**ОТРЫВОК ТЕКСТА**

***

Пост дня. Как беларус пытался прорваться в Украину через наземную границу, чтобы вывезти детей из бомбоубежища

Места • редакция KYKY

Прямо сейчас въехать из Беларуси в Украину нереально — с момента начала войны украинская сторона закрыла все погранпосты с нашей страной. Несмотря на это, журналист и писатель Михаил Лучицкий решил попробовать перейти наземную границу, чтобы попасть в Киев и помочь эвакуировать из города родных— KYKY публикует его историю

«Украинцы, я иду к вам!»

«В 13 или в 14 часов (не глянул время) я подошёл к белой линии на асфальте: слева украинский пограничный столб, справа — беларуский. Со стороны Беларуси пропускной пункт официально всё ещё работает, даже магазин дьюти-фри на месте, хотя и закрыт. На украинской территории баррикада из бетонных блоков, земляные валы и ряды колючей проволоки. Сколочено наспех, но надёжно. Беларуский ПП обложен мешками с песком — они уложены аккуратно, мешочек к мешочку, под линеечку, хочется написать — «чистенько». Сразу видно, беларускую заставу обустраивал опытный, неторопливый и придирчивый прораб. Украинцы о красоте укреплений не думали.

Следуя инструкциям беларуских пограничников, я остановился у белой линии на асфальте. Линия разграничения. Поднял над головой паспорт. Постоял примерно минуту, чтобы меня разглядели украинцы и сделал ещё десяток шагов к «ежам» из досок, между которыми натянута «колючка». Здесь вновь надо остановиться и поднять паспорт.

– Вы украинец? — крикнули мне с блокпоста.
– Я беларус.
– Вертайтесь до дому.
– Мне нужно в Киев. Я пришёл помочь украинцам. У меня в Киеве двоюродный брат с двумя детьми, они…
– Вертайтесь до дому.
– Пожалуйста, подойдите ко мне, я объясню…
– Вертайтесь до дому. В Билорусь.

***

**ИЗВЛЕЧЁННЫЕ ДАННЫЕ**

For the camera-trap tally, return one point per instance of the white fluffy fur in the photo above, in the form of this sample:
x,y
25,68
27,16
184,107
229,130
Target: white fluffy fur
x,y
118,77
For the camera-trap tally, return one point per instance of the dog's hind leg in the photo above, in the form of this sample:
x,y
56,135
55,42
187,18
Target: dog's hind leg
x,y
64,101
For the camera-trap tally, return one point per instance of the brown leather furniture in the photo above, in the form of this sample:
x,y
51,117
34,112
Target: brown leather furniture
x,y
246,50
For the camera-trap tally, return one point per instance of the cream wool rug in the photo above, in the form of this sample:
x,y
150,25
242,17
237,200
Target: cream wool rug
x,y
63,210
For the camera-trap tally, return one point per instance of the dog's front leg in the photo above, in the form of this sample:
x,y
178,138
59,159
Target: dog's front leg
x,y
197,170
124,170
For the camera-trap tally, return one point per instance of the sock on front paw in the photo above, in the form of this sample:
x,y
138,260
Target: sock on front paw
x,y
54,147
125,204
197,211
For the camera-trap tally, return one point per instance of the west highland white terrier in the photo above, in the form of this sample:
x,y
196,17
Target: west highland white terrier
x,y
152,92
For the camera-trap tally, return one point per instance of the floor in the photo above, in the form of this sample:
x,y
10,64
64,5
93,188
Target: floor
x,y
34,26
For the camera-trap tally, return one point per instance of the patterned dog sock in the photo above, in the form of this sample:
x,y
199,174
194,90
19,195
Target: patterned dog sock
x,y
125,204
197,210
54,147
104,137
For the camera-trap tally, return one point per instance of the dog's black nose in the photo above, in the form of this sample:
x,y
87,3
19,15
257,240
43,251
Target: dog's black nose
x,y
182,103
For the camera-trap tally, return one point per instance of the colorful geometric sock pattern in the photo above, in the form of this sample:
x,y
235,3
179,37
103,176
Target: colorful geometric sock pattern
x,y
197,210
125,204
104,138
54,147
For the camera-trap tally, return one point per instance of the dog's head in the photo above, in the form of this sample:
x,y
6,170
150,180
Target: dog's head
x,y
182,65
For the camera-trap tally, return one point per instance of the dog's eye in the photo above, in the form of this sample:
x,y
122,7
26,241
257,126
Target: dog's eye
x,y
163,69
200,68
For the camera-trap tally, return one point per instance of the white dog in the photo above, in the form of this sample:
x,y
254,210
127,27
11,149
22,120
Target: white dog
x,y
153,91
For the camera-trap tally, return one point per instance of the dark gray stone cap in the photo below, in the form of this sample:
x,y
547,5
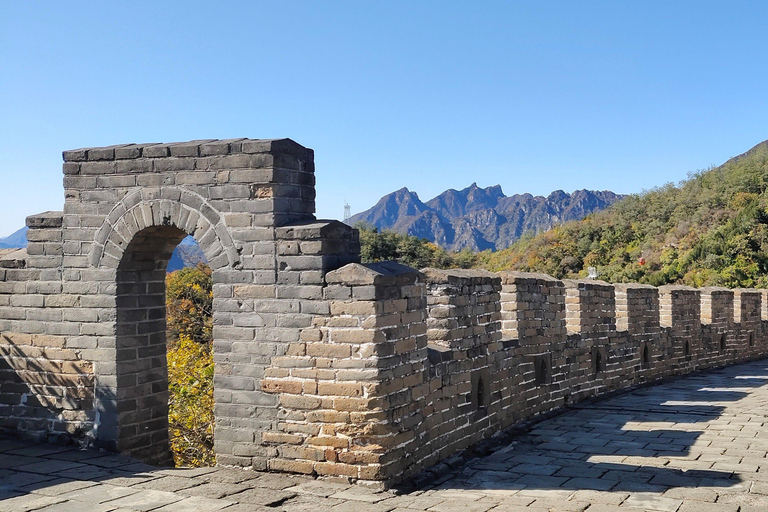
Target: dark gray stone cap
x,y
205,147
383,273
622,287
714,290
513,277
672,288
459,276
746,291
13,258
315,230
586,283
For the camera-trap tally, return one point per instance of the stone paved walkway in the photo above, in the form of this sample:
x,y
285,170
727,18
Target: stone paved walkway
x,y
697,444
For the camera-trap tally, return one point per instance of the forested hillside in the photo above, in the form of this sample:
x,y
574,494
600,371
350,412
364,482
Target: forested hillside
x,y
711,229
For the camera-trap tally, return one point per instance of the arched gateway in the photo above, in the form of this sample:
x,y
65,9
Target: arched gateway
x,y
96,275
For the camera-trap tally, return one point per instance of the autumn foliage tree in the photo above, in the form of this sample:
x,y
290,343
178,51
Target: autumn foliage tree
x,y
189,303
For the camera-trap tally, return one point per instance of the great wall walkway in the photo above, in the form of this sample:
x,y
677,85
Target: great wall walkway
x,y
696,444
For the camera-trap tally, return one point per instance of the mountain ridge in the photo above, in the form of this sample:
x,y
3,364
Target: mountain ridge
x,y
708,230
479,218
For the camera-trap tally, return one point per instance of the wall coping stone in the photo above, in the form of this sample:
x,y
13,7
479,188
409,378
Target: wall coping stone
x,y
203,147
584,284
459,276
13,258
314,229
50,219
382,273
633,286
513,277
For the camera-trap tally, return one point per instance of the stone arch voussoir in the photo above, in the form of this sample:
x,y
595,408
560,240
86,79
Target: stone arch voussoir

***

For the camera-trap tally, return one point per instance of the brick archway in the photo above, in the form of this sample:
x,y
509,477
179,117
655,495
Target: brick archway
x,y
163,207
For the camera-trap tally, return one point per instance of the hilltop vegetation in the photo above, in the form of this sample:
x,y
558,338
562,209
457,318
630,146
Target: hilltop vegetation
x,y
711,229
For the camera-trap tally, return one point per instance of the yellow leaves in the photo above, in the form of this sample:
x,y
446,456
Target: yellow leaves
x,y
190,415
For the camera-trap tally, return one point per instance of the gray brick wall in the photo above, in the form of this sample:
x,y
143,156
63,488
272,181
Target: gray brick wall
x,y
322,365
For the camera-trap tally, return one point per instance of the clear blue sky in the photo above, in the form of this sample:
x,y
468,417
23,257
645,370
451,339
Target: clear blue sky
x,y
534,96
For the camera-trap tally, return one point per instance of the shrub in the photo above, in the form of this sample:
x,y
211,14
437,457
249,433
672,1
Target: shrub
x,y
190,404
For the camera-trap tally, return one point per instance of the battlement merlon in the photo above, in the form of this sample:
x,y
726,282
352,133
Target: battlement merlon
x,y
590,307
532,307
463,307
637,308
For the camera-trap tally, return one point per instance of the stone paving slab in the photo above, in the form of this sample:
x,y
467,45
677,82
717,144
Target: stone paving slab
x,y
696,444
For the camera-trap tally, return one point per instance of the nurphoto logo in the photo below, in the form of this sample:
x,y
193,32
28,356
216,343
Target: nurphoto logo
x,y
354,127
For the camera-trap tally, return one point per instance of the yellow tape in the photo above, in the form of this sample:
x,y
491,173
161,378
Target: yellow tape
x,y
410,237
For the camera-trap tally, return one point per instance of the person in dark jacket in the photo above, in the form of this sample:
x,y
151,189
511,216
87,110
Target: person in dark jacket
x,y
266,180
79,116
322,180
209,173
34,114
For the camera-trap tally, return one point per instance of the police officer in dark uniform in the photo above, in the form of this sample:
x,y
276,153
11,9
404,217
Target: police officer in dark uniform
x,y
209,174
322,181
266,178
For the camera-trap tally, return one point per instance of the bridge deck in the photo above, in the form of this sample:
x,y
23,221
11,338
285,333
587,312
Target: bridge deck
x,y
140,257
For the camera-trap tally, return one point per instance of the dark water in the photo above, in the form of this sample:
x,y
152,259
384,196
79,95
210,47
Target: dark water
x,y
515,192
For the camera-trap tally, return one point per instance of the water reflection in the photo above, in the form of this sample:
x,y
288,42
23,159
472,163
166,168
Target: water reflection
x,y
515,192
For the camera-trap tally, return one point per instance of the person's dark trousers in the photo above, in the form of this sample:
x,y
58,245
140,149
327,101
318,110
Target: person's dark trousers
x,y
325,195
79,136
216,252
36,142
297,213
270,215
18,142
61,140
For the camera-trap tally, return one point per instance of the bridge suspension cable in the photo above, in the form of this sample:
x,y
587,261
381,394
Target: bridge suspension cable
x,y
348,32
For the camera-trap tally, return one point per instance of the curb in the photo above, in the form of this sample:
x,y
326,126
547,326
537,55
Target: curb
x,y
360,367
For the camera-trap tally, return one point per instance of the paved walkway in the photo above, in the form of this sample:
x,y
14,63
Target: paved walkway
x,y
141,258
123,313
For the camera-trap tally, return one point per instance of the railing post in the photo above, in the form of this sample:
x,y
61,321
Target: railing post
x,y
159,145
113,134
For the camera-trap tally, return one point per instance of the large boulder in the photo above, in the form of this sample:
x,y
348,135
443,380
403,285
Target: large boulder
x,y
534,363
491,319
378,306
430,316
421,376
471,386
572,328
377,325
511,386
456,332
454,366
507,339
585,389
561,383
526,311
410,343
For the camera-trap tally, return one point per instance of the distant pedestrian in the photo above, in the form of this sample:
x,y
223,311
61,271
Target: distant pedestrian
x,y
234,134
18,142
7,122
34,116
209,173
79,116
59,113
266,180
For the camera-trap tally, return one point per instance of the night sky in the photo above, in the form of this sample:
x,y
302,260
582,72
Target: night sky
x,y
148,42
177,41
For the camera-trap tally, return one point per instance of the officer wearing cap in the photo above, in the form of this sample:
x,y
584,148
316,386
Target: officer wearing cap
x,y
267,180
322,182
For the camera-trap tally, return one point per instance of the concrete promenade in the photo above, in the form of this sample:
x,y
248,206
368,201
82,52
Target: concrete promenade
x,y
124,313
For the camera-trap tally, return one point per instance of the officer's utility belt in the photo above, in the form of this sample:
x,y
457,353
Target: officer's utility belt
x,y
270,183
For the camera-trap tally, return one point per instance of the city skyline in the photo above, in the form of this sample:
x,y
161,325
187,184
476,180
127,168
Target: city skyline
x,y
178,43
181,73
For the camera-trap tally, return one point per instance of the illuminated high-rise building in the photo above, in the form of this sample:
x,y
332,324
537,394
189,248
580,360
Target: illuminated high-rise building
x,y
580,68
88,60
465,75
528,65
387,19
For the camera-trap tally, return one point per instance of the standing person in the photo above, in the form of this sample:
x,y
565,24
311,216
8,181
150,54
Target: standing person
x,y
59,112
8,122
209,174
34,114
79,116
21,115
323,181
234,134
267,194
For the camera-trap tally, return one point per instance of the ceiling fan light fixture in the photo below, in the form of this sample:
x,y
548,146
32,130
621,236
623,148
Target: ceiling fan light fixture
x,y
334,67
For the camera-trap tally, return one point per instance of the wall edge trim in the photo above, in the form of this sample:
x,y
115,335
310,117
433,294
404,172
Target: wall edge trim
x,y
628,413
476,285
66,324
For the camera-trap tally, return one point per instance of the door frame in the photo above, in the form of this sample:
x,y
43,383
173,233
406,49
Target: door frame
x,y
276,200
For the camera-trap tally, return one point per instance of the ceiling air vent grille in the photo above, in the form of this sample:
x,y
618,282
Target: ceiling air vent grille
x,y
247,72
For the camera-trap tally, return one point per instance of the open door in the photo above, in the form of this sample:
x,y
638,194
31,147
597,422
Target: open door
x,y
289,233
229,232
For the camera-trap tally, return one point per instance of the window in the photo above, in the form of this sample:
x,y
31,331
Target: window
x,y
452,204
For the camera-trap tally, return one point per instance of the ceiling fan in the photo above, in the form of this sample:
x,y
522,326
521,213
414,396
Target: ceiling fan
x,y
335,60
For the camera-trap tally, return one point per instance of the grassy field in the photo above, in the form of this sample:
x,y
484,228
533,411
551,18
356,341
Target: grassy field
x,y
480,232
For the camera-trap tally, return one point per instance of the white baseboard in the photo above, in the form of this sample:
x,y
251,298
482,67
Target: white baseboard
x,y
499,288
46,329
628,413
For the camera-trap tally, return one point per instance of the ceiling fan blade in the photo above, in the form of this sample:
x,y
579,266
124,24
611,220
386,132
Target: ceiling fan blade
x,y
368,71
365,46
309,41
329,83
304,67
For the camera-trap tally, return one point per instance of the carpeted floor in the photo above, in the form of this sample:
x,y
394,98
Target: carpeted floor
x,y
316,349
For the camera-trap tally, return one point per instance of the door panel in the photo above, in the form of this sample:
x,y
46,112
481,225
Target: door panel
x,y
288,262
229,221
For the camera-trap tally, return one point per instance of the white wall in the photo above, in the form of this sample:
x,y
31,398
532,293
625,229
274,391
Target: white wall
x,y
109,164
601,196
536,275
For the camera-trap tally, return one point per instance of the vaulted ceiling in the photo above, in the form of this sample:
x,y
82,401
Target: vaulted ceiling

***

**НЕОБХОДИМЫЕ ЗАДАНИЯ**
a) Перечислите все укрепления на украинской территории, названные в предложении отрывка о переходе границы, которое начинается словами «На украинской территории».
b) Напишите продолжение отрывка о попытке беларуса пройти на Украину через наземную границу, начиная сразу после последней реплики.
Материал к выполнению заданий отношения не имеет.

**ОТВЕТЫ НА ЗАДАНИЯ**
a) Баррикада из бетонных блоков, земляные валы, ряды колючей проволоки.

b)
Я много ещё кричал. В ответ мне кричали по-русски, точнее на том русском, на котором говорят украинцы, привыкшие говорить на своём родном языке. В какой-то момент ответы стали очень коротки и недвусмысленны. Я растерялся. Разгубіўся. Когда допрашивали «наши», когда я шёл в погранкомитет за разрешением на выезд в Украину и гадал, не арестуют ли прямо в Минске (к слову, Пограничный комитет РБ расположен на Володарской, кто не знает, что это за улица — вам повезло, лучше не знать и дальше) я, тем не менее, примерно представлял, как себя вести и что говорить. А на упрямое «вертайтесь в Билорусь» мне вдруг нечего стало сказать.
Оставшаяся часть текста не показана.